Stored entries

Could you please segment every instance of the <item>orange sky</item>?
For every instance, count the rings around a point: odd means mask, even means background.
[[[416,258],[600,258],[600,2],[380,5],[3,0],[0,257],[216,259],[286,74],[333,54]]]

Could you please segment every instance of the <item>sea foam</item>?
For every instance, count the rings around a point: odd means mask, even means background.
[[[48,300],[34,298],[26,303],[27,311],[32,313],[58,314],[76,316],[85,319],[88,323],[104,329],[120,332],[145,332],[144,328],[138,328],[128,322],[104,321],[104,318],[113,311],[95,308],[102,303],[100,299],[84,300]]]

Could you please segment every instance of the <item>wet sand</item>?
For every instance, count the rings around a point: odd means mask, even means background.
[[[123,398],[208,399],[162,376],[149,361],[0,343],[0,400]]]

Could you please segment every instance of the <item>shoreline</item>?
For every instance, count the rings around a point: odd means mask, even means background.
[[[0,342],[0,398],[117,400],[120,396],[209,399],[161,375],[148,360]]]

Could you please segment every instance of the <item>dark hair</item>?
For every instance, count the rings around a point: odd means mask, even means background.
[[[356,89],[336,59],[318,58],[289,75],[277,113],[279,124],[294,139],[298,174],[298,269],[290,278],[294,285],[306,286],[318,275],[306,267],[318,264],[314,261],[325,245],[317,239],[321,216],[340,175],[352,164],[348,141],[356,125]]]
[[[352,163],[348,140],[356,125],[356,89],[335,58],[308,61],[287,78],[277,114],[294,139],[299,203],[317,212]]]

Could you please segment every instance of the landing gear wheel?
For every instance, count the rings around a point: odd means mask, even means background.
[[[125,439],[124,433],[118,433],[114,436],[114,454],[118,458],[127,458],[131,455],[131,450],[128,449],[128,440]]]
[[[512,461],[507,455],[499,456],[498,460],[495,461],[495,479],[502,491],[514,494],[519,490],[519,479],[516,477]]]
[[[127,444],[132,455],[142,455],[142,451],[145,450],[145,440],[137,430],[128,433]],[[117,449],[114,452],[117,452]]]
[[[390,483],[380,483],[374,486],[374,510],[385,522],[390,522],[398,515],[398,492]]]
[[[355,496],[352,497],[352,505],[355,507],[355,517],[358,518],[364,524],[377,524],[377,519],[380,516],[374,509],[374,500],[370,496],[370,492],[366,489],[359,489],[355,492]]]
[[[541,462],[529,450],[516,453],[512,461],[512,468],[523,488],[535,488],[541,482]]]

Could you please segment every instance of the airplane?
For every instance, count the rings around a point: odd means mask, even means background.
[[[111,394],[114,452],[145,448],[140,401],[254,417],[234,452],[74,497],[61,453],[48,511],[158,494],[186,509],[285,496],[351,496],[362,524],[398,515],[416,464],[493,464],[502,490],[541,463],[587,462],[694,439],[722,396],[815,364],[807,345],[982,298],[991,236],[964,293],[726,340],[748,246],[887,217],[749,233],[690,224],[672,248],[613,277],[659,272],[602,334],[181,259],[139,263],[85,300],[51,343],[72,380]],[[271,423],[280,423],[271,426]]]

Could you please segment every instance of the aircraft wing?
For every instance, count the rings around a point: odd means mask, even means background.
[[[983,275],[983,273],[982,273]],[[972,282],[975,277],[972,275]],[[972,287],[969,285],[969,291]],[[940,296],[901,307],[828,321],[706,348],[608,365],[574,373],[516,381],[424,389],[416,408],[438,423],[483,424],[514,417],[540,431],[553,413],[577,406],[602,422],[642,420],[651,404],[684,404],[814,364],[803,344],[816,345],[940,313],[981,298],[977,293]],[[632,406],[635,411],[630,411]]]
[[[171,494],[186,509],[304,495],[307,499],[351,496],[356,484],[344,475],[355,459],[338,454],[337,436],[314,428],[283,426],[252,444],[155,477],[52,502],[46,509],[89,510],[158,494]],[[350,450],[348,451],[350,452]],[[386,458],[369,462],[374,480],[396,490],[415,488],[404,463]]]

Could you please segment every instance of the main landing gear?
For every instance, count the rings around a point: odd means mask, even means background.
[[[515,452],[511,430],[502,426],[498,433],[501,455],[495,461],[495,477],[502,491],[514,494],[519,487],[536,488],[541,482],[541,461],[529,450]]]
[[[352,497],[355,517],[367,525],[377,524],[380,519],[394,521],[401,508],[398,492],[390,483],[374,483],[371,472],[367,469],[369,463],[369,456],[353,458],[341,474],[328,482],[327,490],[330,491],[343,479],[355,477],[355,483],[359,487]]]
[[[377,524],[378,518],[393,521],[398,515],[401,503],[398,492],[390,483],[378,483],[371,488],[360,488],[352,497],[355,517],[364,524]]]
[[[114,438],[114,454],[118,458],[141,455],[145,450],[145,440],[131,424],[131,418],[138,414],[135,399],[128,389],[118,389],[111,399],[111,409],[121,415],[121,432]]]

**EXERCISE**
Render all of the data above as a two-column CSV with the headers text and answer. Put each text and its answer on one row, with each field quoted and line breaks replaced by spaces.

**RESULT**
text,answer
"Could you please segment every instance of the <item>orange sky</item>? For every instance, count the rings around a point: odd means mask, even means background.","[[[416,258],[600,258],[600,2],[380,5],[3,0],[0,257],[216,259],[286,74],[333,54]]]"
"Could you please segment every instance of the <item>sea foam</item>? For every instance, count the rings around a point: odd means mask, even means background.","[[[48,300],[34,298],[26,303],[27,311],[32,313],[58,314],[76,316],[85,319],[88,323],[104,329],[120,332],[145,332],[144,328],[138,328],[128,322],[104,321],[104,318],[113,311],[95,308],[102,303],[100,299],[84,300]]]"
"Could you please segment every instance of the <item>wet sand</item>? For every instance, count the rings around a point: odd means mask, even means background.","[[[123,398],[208,399],[162,376],[149,361],[0,343],[0,400]]]"
"Could you please segment every instance of the <item>shoreline</item>? For every instance, count the rings around a point: odd means mask, even means background.","[[[0,342],[0,398],[117,400],[120,396],[209,399],[161,375],[148,360]]]"
"Could you please segment every instance of the <item>dark hair</item>? For every instance, count the rings around a point: odd means mask, even means background.","[[[356,89],[336,59],[318,58],[289,75],[277,113],[279,124],[294,139],[298,174],[298,269],[290,278],[294,285],[306,286],[318,275],[306,267],[318,264],[314,261],[325,245],[317,239],[321,216],[340,175],[352,164],[348,141],[356,125]]] [[[352,163],[348,140],[356,125],[356,89],[335,58],[308,61],[287,78],[277,114],[294,139],[299,203],[317,212]]]"
"Could you please segment every instance of the landing gear wheel? For every instance, count the rings around a point: odd means mask, even means background.","[[[125,439],[124,433],[118,433],[114,436],[114,454],[118,458],[127,458],[131,455],[131,450],[128,449],[128,440]]] [[[512,461],[507,455],[499,456],[498,460],[495,461],[495,479],[502,491],[514,494],[519,490],[519,479],[516,477]]] [[[127,444],[132,455],[142,455],[142,451],[145,450],[145,440],[137,430],[128,433]],[[117,449],[114,452],[117,452]]] [[[390,483],[380,483],[374,486],[374,510],[385,522],[390,522],[398,515],[398,492]]] [[[355,496],[352,497],[352,505],[355,507],[355,517],[358,518],[364,524],[377,524],[377,519],[380,516],[374,509],[374,500],[370,496],[370,492],[366,489],[359,489],[355,492]]] [[[541,462],[529,450],[516,453],[512,461],[512,468],[523,488],[535,488],[541,482]]]"
"Could you please segment every instance of the airplane? For every instance, count the rings around a point: odd means mask, even means background.","[[[111,394],[114,452],[145,448],[140,401],[254,417],[234,452],[74,497],[61,453],[48,511],[158,494],[186,509],[285,496],[351,496],[362,524],[398,515],[416,464],[493,464],[502,490],[541,463],[587,462],[694,439],[722,396],[815,364],[807,345],[982,298],[991,236],[964,293],[726,340],[748,246],[887,217],[749,233],[690,224],[672,248],[613,277],[659,272],[602,334],[181,259],[139,263],[85,300],[51,343],[72,380]],[[271,423],[280,423],[271,426]]]"
"Could you please segment every instance of the aircraft wing? For every instance, count the rings around a point: odd means mask, even means background.","[[[983,275],[983,273],[982,273]],[[972,282],[975,277],[972,275]],[[972,287],[969,285],[969,291]],[[940,296],[901,307],[828,321],[706,348],[608,365],[574,373],[516,381],[424,389],[416,408],[438,423],[483,424],[514,417],[540,431],[553,413],[577,406],[602,422],[642,420],[651,404],[684,404],[814,364],[803,344],[816,345],[940,313],[981,298],[977,293]],[[632,406],[635,411],[630,411]]] [[[171,494],[186,509],[304,495],[307,499],[351,496],[356,484],[344,475],[355,459],[338,454],[337,436],[314,428],[283,426],[252,444],[155,477],[52,502],[46,509],[89,510],[158,494]],[[350,450],[348,451],[350,452]],[[386,458],[369,462],[374,480],[396,490],[415,488],[404,463]]]"
"Could you please segment every instance of the main landing gear? For every instance, count the rings around a point: odd means mask, even means background.","[[[515,452],[511,430],[502,426],[498,433],[501,455],[495,461],[495,477],[502,491],[514,494],[519,487],[536,488],[541,482],[541,461],[529,450]]] [[[352,497],[355,517],[367,525],[377,524],[380,519],[394,521],[401,508],[398,492],[390,483],[374,483],[371,472],[367,469],[369,463],[369,456],[353,458],[341,474],[328,482],[327,490],[330,491],[343,479],[355,477],[355,483],[359,487]]] [[[377,524],[378,518],[393,521],[398,515],[401,503],[398,492],[390,483],[378,483],[371,488],[360,488],[352,497],[355,517],[364,524]]] [[[114,438],[114,454],[118,458],[141,455],[145,450],[145,440],[131,424],[131,418],[138,414],[135,399],[128,389],[118,389],[111,399],[111,409],[121,415],[121,432]]]"